Study questions:
1. Recast the paragraph of the article on household obesity in India that begins "A new study analysing NFHS-5" as a short bulleted list, keeping its main figures.
2. From the article on household obesity in India, reproduce word for word the part that opens with the words containing "A new study" and closes with "and 7,61,885 individuals.".
3. Write the next part of the article on household obesity in India, picking up after its final sentence.

Page text:
========

This coexistence of undernutrition (from processed / refined foods) and obesity within the same household is worrying – as obesity is a health concern leading to diabetes, hypertension, heart diseases, stroke, etc | Photo Credit: istock.com
Obesity in India has a worrying address — the home.
Across the country, especially in the well-to-do urban households, entire families are sharing more than a common living area. They’re sharing bad food habits, sedentary lifestyles and a growing risk of lifestyle diseases — and now, their waistlines show it.
A new study analysing NFHS-5 (National Family Health Survey) data found that 20 per cent of households across India have all adults classified as overweight and 10 per cent had all adults obese. In States such as Tamil Nadu and Punjab, the figure climbs alarmingly high — nearly 40 per cent of homes have every adult classified as obese. And over 30 per cent of households in Manipur, Kerala, Arunachal Pradesh and Sikkim had all adults overweight. The study covered 6,36,699 households and 7,61,885 individuals.

========

Data records:
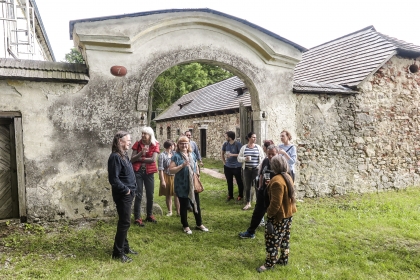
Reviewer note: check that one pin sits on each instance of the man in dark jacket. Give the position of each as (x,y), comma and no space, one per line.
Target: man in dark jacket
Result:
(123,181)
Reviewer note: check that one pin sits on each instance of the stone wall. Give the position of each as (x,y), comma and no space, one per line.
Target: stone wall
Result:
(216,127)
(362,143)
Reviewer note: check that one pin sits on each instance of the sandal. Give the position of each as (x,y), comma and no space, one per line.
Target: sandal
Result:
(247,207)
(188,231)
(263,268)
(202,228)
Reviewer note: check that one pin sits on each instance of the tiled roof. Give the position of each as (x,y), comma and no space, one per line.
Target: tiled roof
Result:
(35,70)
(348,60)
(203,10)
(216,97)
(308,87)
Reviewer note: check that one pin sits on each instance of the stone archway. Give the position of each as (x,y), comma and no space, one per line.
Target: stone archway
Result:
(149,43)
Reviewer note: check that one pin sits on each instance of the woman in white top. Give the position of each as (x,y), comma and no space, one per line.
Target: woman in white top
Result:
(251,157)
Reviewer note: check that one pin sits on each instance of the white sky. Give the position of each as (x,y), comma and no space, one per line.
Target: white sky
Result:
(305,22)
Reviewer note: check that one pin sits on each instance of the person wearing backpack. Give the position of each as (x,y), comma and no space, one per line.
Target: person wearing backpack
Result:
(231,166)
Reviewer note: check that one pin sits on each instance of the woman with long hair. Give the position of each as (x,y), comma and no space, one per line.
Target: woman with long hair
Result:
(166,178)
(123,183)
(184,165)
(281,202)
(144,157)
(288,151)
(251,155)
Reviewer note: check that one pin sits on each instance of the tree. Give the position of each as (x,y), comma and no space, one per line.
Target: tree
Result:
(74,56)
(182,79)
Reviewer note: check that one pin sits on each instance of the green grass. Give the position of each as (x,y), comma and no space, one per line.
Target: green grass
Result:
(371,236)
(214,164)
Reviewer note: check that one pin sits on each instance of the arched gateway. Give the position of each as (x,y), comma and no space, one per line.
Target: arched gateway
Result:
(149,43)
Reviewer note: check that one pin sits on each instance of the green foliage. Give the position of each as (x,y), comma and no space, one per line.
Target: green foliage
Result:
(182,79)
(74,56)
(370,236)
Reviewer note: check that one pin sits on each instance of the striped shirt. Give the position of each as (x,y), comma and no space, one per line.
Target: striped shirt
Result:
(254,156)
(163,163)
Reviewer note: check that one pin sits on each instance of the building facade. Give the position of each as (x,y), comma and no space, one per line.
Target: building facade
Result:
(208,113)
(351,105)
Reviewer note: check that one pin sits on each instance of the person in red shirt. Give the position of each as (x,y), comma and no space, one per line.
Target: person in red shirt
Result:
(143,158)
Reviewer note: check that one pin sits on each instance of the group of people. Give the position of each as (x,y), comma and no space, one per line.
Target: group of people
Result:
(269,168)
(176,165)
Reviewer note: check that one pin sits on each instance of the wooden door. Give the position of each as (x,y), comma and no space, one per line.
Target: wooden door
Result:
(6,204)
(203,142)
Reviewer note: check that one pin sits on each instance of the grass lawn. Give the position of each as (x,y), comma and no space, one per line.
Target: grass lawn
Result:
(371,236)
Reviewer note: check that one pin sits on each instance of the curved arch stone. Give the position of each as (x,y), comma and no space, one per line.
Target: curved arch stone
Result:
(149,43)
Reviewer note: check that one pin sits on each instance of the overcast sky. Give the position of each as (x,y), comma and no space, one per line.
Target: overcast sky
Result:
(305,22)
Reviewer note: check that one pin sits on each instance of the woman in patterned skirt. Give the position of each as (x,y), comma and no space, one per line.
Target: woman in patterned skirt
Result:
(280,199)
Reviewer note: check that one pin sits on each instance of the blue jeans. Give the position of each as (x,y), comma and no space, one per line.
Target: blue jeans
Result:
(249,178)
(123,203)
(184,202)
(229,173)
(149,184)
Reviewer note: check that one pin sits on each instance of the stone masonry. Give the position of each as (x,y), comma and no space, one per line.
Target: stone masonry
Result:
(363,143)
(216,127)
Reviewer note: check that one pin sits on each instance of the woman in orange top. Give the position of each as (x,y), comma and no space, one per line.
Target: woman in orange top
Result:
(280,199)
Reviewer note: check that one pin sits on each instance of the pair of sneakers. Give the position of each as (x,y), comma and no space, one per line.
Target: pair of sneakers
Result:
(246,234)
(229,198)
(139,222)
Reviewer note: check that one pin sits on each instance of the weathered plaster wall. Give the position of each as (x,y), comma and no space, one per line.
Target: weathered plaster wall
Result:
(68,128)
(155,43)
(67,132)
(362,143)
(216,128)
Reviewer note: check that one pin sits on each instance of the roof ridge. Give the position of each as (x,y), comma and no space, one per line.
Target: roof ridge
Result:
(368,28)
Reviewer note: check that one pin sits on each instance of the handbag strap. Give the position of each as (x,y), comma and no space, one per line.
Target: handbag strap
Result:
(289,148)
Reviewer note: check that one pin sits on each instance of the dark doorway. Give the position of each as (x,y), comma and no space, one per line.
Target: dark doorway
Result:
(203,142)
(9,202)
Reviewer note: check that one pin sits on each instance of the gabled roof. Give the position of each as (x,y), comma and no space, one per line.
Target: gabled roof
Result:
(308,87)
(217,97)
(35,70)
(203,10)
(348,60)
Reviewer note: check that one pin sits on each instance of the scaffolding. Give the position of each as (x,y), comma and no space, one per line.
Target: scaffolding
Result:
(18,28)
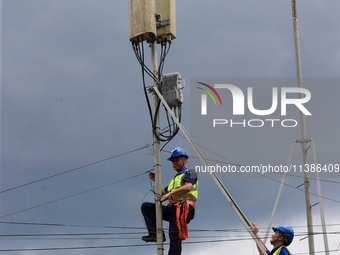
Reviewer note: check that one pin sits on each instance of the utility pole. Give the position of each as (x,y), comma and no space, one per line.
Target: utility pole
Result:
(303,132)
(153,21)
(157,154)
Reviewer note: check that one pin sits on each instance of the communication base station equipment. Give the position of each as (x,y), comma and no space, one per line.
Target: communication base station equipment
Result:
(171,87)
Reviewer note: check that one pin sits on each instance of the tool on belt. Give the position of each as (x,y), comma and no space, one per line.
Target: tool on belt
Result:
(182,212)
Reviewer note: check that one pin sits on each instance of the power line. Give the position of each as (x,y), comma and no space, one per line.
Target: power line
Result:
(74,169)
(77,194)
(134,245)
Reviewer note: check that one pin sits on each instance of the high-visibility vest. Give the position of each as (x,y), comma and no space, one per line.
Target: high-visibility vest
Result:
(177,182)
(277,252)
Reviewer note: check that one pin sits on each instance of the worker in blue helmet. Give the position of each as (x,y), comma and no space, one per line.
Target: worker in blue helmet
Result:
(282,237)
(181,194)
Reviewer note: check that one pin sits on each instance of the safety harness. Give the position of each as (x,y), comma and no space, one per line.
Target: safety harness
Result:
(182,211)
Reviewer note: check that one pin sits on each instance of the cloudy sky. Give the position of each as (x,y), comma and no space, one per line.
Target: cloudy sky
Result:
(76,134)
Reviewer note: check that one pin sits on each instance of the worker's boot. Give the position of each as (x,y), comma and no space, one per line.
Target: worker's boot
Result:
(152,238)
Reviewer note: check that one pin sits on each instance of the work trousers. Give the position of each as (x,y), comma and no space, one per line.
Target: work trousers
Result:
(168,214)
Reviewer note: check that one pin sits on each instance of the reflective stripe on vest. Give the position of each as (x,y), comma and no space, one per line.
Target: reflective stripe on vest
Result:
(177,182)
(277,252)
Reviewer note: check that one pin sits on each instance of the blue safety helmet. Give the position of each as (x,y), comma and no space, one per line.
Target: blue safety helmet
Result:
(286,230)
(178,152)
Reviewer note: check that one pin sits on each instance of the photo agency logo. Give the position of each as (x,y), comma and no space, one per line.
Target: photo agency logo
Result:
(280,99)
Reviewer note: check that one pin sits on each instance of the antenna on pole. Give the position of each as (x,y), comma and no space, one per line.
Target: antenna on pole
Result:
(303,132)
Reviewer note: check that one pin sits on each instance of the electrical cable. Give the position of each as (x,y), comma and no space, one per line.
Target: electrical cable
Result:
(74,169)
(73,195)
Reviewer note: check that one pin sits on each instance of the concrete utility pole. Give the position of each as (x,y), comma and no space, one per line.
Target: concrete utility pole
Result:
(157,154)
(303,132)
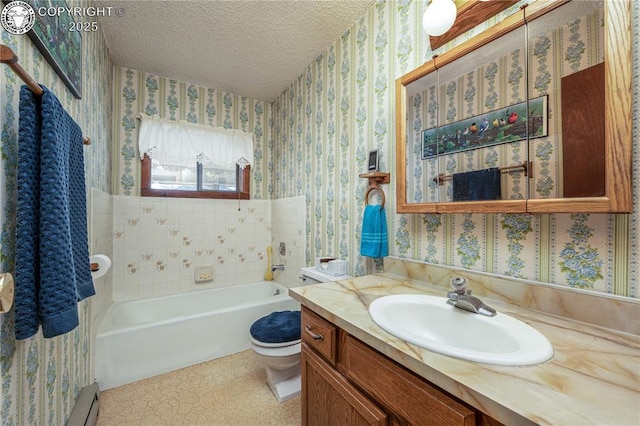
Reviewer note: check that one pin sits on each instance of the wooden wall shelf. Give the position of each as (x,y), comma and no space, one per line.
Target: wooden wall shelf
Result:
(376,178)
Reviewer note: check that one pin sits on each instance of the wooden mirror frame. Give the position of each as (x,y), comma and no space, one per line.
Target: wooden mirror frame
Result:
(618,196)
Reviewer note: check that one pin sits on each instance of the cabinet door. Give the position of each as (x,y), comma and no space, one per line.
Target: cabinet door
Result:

========

Outputs in order:
1.
- Source: a new study of NFHS-5 (National Family Health Survey) data
- Nationwide: 20 per cent of households had all adults overweight; 10 per cent had all adults obese
- Tamil Nadu and Punjab: nearly 40 per cent of homes had every adult obese
- Manipur, Kerala, Arunachal Pradesh and Sikkim: over 30 per cent of households had all adults overweight
- Scope: 6,36,699 households and 7,61,885 individuals

2.
A new study analysing NFHS-5 (National Family Health Survey) data found that 20 per cent of households across India have all adults classified as overweight and 10 per cent had all adults obese. In States such as Tamil Nadu and Punjab, the figure climbs alarmingly high — nearly 40 per cent of homes have every adult classified as obese. And over 30 per cent of households in Manipur, Kerala, Arunachal Pradesh and Sikkim had all adults overweight. The study covered 6,36,699 households and 7,61,885 individuals.

3.
So in India, obesity has become a family problem, not an individual one. This is because we are all used to eating a big serving of carbohydrates on our plates, says Sujatha Sasikumar, a Chennai-based registered dietician. “With a predominantly carb-dominant diet, you feel hungry more frequently, so you eat more, and often. This is the crux of weight gain,” explains Sujatha.
As India gets more urbanised, ‘modern’ and wealthy — families overeat and eat the wrong things at the wrong time, with little or no movement — a recipe for obesity. “We have access to a lot of food… all our social gatherings… revolve around food… Obesity is more among the privileged because it is a condition of over nutrition. We eat more than what we require and more calories than we can burn,” says Sujatha.
Dr Prashant Kumar Singh, an ICMR Scientist, and the lead author of the above mentioned study, sees this as part of a broader “nutrition transition.” He points out that, “States from southern India, being more economically developed, have undergone faster nutritional transitions from the traditional to processed foods and refined grains.” The phenomenon of nutrition transition is characterised by the adoption of urban lifestyles, unhealthy dietary habits, limited physical activity and increased use of tobacco and alcohol — significantly contributing to the rapid escalation of obesity rates, the study reported.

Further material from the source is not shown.